§ EXERCISE INSTRUCTIONS: Output each of the entries below line for line, with no character changed.

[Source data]

## START

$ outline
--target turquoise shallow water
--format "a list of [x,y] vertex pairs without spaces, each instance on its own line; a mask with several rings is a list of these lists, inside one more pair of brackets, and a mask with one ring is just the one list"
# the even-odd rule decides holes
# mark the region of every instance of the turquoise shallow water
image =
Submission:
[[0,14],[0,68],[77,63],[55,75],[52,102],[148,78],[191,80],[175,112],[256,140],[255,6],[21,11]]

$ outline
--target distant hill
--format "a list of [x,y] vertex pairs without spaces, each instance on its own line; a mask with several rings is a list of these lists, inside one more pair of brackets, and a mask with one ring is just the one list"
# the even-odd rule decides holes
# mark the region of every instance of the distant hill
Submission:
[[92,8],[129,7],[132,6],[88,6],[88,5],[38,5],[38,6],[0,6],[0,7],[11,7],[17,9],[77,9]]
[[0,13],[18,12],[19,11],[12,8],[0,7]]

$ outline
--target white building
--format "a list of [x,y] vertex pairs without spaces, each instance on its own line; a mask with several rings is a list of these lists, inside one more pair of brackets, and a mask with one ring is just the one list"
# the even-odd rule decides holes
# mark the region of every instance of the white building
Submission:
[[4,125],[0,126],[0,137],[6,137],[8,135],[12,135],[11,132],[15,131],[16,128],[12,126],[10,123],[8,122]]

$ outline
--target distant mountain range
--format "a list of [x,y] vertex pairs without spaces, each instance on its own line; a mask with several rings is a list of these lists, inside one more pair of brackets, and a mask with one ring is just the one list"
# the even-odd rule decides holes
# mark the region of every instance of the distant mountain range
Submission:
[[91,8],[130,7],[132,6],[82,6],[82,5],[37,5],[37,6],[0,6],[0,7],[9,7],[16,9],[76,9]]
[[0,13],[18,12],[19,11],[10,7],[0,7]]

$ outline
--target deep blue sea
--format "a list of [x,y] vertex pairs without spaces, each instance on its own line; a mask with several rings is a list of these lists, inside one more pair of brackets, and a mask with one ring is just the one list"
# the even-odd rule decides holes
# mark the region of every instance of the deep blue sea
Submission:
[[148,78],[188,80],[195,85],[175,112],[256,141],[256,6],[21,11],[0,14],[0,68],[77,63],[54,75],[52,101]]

## END

§ WRITTEN REPLY:
$ outline
--target turquoise shallow water
--format "a list of [x,y] vertex pairs without spaces, each instance on its own line; a mask with several rings is a list of these lists, inside one more pair of brackets, and a mask with one ring is just the one list"
# the even-odd rule decides holes
# mark the region of every instance of the turquoise shallow water
image =
Submission:
[[0,14],[0,68],[77,63],[55,75],[52,102],[148,78],[191,80],[175,112],[256,140],[255,6],[21,11]]

$ outline
--target distant hill
--format "a list of [x,y] vertex pairs without spaces, each instance on its own line; a mask with several rings is a list of these lists, inside one more pair of brackets, and a mask with one ring is just the one list"
# the even-odd rule decides holes
# mark the region of every instance of the distant hill
Submission:
[[92,8],[129,7],[132,6],[88,6],[88,5],[38,5],[38,6],[0,6],[0,7],[11,7],[17,9],[77,9]]
[[0,13],[18,12],[19,11],[12,8],[0,7]]

$ outline
--target white building
--format "a list of [x,y] vertex pairs without spaces, each instance on its own line; a mask with several rings is a list of these lists, inside one more pair of brackets, and a mask with one ring is just the one list"
# the even-odd rule decides holes
# mark the region of every instance of the white building
Submission:
[[4,125],[0,126],[0,137],[6,137],[8,135],[12,135],[11,132],[15,131],[16,128],[12,126],[10,123],[8,122]]

$ outline
--target distant mountain range
--format "a list of [x,y] vertex pairs without spaces, each instance on its own line; a mask with several rings is a list of these lists, inside one more pair of brackets, and a mask with one ring is just the one list"
# the even-odd rule decides holes
# mark the region of every instance of the distant mountain range
Submission:
[[91,8],[130,7],[132,6],[82,6],[82,5],[37,5],[37,6],[0,6],[0,7],[9,7],[16,9],[76,9]]
[[0,13],[18,12],[19,11],[10,7],[0,7]]

$ outline
--target deep blue sea
--format "a list of [x,y] vertex pairs without spaces, each instance on its own line; a mask with several rings is a list of these lists, inside one more pair of brackets, and a mask with one ring is just the one list"
# the even-odd rule decides holes
# mark the region of every instance of the deep blue sea
Submission:
[[148,78],[188,80],[195,85],[175,112],[256,141],[256,6],[21,11],[0,14],[0,68],[77,63],[54,75],[52,101]]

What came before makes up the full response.